--- Der Text ---
====

Fundstücke und Streifzüge

Der blaue Planet

Plötzlich taucht hinter dem Rande des Mondes in langen, zeitlupenartigen Momenten von grenzenloser Majestät ein funkelndes, blauweißes Juwel auf, eine helle, zarte, himmelblaue Kugel, umkränzt von langsam wirbelnden weißen Schleiern. Allmählich steigt sie wie eine kleine Perle aus einem tiefen Meer empor, unergründlich und geheimnisvoll. Du brauchst eine kleine Weile, um ganz zu begreifen, daß es die Erde ist.
Edgar Mitchell, an Bord der Apollo 14, 31. Januar bis 9. Februar 1971
Am 12. April 1961 umkreiste Juri Alexejewitsch Gagarin an Bord der Wostok als erster Mensch die Erde. Einen Tag später berichtete der Heimgekehrte, welchen Anblick ihm die Erde vom Raumschiff aus geboten hatte: »Die Tagesseite der Erde ist aus dieser Höhe sehr gut zu sehen, man kann die Küsten der Kontinente, die Inseln, die großen Ströme, die großen Wasserbecken und die Terrainfalten gut unterscheiden.«1 Von Flugzeugen kannte man derartige Ansichten, wenn auch nicht aus vergleichbarer Höhe. Neu war daher die Sicht auf die Erde als Ganzes: »Während des Fluges konnte ich zum erstenmal mit eigenen Augen die Kugelgestalt der Erde sehen. So wirkt sie, wenn man auf den Horizont blickt. Ich muß sagen, daß der Horizont ein höchst eigenartiges und ungewöhnlich schönes Bild bietet. Man kann den ungewöhnlich schönen Übergang von der beleuchteten Erdoberfläche zum völlig schwarzen Himmel sehen, an dem die Sterne sichtbar sind. Dieser Übergang vollzieht sich in sehr feinen Abstufungen, es ist, als umgürte eine Folie von zart hellblauer Farbe den Erdball.«2 Seit Juri Gagarins Flug um die Erde spricht man vom ›blauen Planeten‹.

====

--- Vorliegendes Material ---
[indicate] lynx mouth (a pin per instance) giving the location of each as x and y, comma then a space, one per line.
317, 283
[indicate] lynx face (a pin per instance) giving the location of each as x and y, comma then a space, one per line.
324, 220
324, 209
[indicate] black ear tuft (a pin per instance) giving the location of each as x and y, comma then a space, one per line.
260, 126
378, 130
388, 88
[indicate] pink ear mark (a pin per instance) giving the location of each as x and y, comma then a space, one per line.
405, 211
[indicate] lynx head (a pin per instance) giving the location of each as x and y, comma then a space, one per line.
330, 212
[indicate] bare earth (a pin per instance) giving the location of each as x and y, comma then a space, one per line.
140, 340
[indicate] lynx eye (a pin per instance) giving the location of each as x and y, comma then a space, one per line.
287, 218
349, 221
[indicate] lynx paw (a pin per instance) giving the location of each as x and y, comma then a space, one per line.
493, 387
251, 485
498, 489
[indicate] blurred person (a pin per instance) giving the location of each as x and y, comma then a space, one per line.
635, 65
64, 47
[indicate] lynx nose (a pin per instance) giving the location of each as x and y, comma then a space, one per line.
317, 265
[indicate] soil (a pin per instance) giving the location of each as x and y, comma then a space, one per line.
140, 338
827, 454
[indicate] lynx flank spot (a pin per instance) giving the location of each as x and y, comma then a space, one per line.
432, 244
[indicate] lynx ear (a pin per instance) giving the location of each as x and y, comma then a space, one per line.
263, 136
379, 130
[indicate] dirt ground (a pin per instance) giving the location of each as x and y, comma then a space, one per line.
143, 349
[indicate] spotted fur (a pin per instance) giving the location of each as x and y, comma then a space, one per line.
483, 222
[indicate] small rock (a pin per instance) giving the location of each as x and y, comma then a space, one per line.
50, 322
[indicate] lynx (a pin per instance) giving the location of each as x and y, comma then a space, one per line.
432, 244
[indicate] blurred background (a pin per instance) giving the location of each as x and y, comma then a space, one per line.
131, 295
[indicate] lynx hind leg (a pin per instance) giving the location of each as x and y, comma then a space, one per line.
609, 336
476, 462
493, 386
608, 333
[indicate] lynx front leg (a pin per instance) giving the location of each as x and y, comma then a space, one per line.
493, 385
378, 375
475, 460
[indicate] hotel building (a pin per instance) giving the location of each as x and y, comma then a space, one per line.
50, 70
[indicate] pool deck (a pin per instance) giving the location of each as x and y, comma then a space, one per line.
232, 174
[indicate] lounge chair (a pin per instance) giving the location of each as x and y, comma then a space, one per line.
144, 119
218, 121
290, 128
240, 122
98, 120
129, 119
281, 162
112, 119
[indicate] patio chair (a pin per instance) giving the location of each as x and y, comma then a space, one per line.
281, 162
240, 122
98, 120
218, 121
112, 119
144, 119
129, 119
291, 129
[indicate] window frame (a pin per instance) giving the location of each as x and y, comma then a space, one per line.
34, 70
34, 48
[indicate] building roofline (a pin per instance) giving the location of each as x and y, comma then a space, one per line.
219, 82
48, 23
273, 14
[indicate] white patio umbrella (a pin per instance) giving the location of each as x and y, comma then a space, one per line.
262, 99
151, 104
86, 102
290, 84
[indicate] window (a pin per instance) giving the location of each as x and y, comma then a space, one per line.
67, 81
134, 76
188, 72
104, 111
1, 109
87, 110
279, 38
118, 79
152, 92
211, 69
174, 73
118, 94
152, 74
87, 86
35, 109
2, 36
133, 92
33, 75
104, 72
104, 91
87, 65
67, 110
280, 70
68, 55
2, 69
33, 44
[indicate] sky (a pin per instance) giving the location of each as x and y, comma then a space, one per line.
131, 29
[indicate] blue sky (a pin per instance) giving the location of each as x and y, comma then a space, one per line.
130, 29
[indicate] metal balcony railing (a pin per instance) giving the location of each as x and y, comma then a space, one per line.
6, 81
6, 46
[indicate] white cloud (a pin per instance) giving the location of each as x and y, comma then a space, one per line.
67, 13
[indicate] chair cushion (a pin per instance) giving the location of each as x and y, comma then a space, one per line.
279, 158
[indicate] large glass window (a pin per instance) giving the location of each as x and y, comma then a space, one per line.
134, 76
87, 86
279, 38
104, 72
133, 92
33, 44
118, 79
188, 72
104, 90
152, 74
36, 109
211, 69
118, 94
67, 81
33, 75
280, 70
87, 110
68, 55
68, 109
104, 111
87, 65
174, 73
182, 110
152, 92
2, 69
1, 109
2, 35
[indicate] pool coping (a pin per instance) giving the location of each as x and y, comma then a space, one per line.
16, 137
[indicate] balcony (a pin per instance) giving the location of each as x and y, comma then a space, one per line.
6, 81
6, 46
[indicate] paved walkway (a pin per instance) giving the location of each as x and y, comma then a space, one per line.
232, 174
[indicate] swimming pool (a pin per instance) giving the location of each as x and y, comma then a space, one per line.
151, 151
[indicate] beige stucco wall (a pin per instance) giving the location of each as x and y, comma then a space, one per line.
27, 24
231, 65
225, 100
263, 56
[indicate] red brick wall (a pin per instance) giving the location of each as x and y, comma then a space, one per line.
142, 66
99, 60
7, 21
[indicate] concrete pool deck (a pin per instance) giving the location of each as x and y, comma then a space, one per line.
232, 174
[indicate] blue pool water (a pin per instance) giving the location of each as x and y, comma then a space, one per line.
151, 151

====

--- Aufgaben ---
**1.** Beantworte diese Fragen zum Text über den blauen Planeten:
(a) An Bord welches Raumschiffs war Edgar Mitchell?
(b) An welchem Tag umkreiste Juri Gagarin als erster Mensch die Erde?
(c) Seit wann spricht man vom „blauen Planeten“?
**2.** Übersetze diesen Satz aus dem Text über den blauen Planeten ins Englische: „Von Flugzeugen kannte man derartige Ansichten, wenn auch nicht aus vergleichbarer Höhe.“

--- Antworten ---
**1.**
(a) An Bord der Apollo 14.
(b) Am 12. April 1961.
(c) Seit Juri Gagarins Flug um die Erde.

**2.** Such views were known from airplanes, though not from a comparable altitude.